***** INPUT FOR THIS TASK *****

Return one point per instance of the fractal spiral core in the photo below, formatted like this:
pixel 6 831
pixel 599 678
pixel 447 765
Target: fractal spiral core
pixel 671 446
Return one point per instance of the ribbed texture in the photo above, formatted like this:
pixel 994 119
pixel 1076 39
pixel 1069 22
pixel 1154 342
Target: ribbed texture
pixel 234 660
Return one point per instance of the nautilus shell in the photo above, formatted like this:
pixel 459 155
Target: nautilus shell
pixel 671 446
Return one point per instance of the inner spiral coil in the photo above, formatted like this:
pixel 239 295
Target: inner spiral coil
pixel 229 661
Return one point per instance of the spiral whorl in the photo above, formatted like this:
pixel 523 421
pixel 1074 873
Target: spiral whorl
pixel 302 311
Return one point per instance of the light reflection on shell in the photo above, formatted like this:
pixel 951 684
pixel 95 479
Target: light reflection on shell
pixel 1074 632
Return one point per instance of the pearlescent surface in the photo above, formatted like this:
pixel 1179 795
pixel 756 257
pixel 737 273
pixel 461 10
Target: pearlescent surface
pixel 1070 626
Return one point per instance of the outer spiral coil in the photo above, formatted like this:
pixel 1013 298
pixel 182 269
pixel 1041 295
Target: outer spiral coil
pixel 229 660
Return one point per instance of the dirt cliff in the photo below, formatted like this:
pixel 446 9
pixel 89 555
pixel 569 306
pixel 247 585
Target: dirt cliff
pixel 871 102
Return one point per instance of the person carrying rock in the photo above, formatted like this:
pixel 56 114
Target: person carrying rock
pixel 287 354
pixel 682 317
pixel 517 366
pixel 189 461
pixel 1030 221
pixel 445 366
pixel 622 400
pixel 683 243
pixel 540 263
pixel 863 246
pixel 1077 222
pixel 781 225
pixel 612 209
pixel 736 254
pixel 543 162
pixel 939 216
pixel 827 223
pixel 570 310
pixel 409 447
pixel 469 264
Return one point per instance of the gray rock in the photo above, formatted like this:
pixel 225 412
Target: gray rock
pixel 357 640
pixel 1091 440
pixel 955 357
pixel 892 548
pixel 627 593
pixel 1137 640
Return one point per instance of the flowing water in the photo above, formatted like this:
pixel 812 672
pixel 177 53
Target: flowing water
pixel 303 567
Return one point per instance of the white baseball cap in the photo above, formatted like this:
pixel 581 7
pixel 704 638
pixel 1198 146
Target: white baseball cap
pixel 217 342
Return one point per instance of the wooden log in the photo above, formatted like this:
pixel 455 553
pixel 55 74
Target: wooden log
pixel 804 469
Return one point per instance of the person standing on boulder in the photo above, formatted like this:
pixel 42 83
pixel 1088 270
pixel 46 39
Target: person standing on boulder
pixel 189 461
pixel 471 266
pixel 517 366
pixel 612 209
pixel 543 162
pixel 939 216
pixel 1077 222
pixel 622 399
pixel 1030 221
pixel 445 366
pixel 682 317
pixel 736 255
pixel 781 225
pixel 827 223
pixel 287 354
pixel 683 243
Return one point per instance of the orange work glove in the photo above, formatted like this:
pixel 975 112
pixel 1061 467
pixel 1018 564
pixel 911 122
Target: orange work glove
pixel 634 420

*****

_TASK INSTRUCTIONS_
Without altering anything, print all of the data again.

_EXERCISE OUTPUT_
Return one point per instance of the fractal spiral core in the photo below, formatted like this:
pixel 6 831
pixel 599 678
pixel 447 765
Target: fractal spiral core
pixel 671 446
Return one point per instance of the ribbed texture in the photo above, formatted like this:
pixel 994 119
pixel 1076 39
pixel 1069 22
pixel 1154 342
Target: ribbed texture
pixel 234 660
Return one point per instance of the nautilus shell in the photo above, formatted like this:
pixel 459 155
Target: nautilus shell
pixel 671 446
Return one point per instance of the inner spiral coil in the photo above, formatted like this:
pixel 239 295
Target: inner spiral coil
pixel 229 661
Return one point per instance of the spiral whorl in the photo above, formatted like this:
pixel 523 421
pixel 1074 873
Target: spiral whorl
pixel 302 311
Return one point per instance of the light reflection on shell in the photo above, formatted like this:
pixel 951 684
pixel 95 479
Target: light reflection on shell
pixel 1074 632
Return one point per instance of the pearlescent surface in the photo above, formatted like this:
pixel 1179 795
pixel 756 257
pixel 737 273
pixel 461 10
Target: pearlescent surface
pixel 1070 626
Return one point per instance of the outer spiral coil in the photo above, formatted like this:
pixel 1013 298
pixel 182 269
pixel 1041 295
Target: outer spiral coil
pixel 229 660
Return one point per instance of the dirt cliff in the photo below, formatted like this:
pixel 446 9
pixel 89 555
pixel 569 306
pixel 247 585
Target: dirt cliff
pixel 871 102
Return one point per instance of the person carrying rock in the photo above, formatted like this:
pixel 56 114
Target: person carrying rock
pixel 287 354
pixel 682 317
pixel 517 366
pixel 189 461
pixel 1030 221
pixel 445 366
pixel 622 400
pixel 683 243
pixel 540 263
pixel 863 246
pixel 1077 222
pixel 781 225
pixel 612 209
pixel 736 254
pixel 543 162
pixel 939 216
pixel 827 223
pixel 570 310
pixel 409 447
pixel 469 264
Return one point per instance of the gray rock in the photo above, formatted like this:
pixel 225 412
Target: gray rock
pixel 357 640
pixel 1091 440
pixel 955 357
pixel 892 548
pixel 627 593
pixel 1137 640
Return one point per instance of the flowing water in the photo above, formatted like this:
pixel 812 672
pixel 177 53
Target: flowing water
pixel 303 567
Return one point per instance of the white baseball cap in the photo above, formatted like this:
pixel 581 7
pixel 704 638
pixel 1198 146
Target: white baseball cap
pixel 217 342
Return one point per instance of the wooden log in the photo above, formatted like this:
pixel 455 553
pixel 55 74
Target: wooden log
pixel 804 469
Return one point per instance of the person standing on boulder in the photo above, formatted like this:
pixel 42 83
pixel 1088 270
pixel 46 39
Target: person standing on boulder
pixel 189 461
pixel 471 266
pixel 517 366
pixel 612 209
pixel 543 162
pixel 939 216
pixel 1077 222
pixel 622 399
pixel 1030 221
pixel 445 366
pixel 682 317
pixel 736 255
pixel 781 225
pixel 827 223
pixel 287 354
pixel 683 243
Return one point per instance of the orange work glove in the photo above, formatted like this:
pixel 975 112
pixel 1061 467
pixel 1018 564
pixel 911 122
Target: orange work glove
pixel 634 420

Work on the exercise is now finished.